**What you need to do**.
From the records below, pull out each line that contains the word "woman".

**Material**.
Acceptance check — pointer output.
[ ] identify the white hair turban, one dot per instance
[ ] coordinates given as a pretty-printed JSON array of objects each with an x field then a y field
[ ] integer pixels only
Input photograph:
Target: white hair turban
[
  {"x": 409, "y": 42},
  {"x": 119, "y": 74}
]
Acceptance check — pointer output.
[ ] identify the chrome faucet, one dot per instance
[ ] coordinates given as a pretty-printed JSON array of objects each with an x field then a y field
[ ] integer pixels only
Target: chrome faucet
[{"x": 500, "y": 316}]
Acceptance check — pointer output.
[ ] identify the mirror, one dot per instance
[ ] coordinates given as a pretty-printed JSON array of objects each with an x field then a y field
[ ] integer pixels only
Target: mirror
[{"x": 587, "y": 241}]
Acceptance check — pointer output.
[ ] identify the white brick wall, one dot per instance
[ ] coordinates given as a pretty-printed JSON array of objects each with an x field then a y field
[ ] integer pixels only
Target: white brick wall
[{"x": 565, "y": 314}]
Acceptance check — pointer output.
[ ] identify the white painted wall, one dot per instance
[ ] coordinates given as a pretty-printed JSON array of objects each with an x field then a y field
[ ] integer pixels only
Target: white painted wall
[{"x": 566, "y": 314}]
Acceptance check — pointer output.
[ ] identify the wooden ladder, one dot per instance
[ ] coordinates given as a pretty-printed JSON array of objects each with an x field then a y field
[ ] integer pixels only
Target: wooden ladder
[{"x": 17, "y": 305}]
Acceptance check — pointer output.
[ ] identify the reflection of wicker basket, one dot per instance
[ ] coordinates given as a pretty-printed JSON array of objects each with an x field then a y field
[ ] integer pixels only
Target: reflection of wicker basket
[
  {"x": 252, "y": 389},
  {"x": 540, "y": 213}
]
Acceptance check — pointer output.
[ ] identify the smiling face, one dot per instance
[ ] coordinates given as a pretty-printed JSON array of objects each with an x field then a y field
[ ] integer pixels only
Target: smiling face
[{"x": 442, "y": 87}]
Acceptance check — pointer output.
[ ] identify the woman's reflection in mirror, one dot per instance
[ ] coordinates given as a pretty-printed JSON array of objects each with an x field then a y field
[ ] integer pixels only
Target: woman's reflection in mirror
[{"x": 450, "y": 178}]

**In response**.
[ ] identify the woman's reflection in mirror, one dot per instance
Target: woman's reflection in mirror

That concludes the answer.